### [Image object location entries]

***

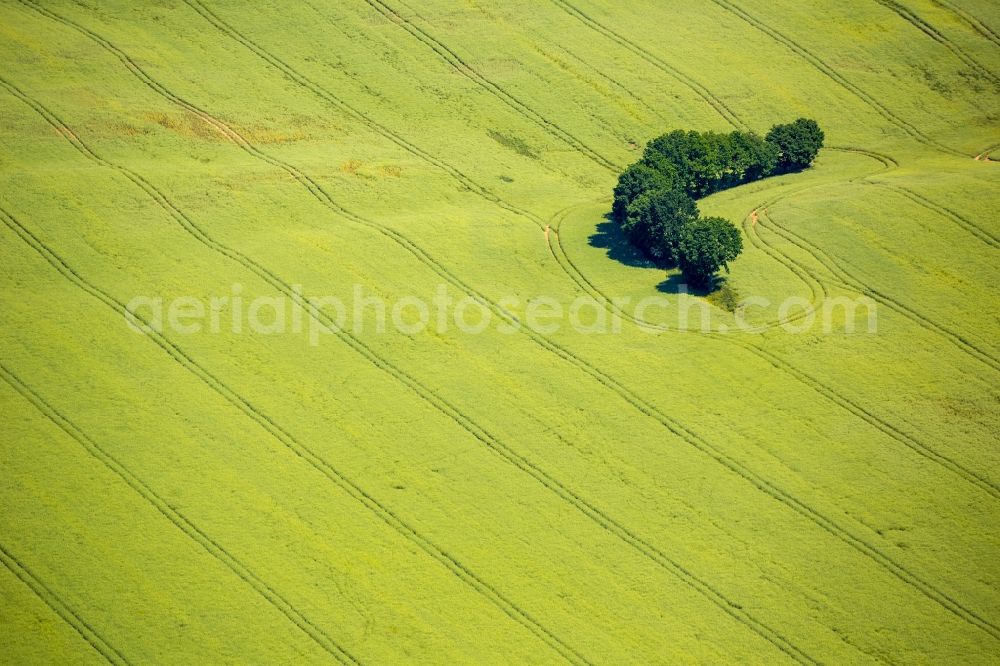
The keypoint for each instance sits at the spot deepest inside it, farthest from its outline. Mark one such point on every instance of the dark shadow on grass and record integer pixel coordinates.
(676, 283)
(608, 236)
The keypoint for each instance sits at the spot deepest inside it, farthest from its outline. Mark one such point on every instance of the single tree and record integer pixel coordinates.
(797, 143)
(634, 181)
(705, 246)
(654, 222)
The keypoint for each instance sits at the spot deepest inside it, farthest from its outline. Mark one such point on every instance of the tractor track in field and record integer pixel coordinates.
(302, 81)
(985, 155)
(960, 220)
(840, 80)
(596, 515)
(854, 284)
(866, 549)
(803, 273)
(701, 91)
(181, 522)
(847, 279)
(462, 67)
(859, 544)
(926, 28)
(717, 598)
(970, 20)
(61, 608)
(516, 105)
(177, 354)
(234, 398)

***

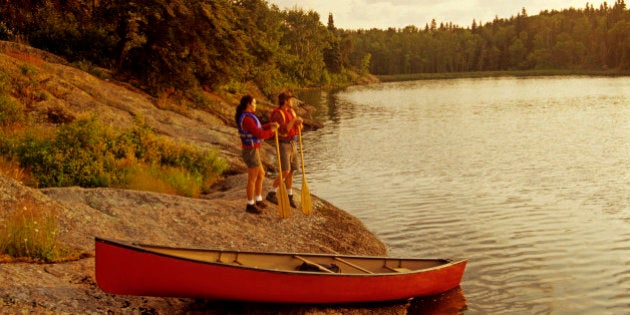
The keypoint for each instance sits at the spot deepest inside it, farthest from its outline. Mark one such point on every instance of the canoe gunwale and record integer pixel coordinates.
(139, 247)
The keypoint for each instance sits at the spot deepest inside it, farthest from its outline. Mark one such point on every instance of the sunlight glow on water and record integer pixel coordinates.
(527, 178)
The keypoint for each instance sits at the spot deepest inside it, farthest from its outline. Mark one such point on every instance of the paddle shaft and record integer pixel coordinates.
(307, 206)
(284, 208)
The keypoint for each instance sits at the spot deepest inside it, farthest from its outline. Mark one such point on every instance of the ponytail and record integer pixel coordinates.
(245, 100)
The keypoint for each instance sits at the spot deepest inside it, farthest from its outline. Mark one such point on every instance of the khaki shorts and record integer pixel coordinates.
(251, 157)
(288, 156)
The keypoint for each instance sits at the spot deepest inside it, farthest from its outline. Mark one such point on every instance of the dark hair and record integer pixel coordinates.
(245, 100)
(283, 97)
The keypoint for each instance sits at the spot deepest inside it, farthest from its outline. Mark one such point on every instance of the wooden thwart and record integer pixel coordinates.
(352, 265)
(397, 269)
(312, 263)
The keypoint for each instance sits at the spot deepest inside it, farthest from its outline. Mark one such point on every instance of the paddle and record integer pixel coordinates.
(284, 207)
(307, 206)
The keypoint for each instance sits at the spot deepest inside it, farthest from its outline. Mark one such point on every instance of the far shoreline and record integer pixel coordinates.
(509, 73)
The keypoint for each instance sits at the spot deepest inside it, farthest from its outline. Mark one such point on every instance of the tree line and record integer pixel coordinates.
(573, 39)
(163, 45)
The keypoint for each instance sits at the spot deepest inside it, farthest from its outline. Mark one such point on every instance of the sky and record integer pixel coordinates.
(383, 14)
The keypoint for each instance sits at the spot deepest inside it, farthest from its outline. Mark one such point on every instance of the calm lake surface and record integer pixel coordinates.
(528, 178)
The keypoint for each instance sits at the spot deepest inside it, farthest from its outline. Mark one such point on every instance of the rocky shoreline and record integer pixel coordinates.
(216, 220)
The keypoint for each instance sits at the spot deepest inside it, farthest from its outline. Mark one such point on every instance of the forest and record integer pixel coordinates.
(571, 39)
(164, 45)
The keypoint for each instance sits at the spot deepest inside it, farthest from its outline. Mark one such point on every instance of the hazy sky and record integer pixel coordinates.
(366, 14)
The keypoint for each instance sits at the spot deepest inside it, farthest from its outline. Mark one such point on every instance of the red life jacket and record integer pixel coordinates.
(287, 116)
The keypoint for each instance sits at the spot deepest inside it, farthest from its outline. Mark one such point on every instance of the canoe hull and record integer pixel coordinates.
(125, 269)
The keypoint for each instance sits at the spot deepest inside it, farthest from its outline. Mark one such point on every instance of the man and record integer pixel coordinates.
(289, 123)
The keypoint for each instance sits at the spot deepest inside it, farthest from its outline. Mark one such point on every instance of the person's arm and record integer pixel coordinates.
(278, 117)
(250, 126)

***

### [Directions]
Locate every line in the listing above that contains the string "dark", matching case exactly, and copy each such line.

### [The answer]
The keypoint for each instance sits at the spot deepest inside it, farthest from its outline. Mark one such point on every instance of the dark shadow on grass and record integer pixel coordinates.
The keypoint for each instance sits at the spot deepest inside it, farthest from its outline. Mark one such point on every instance of the dark hair and record integer pixel coordinates.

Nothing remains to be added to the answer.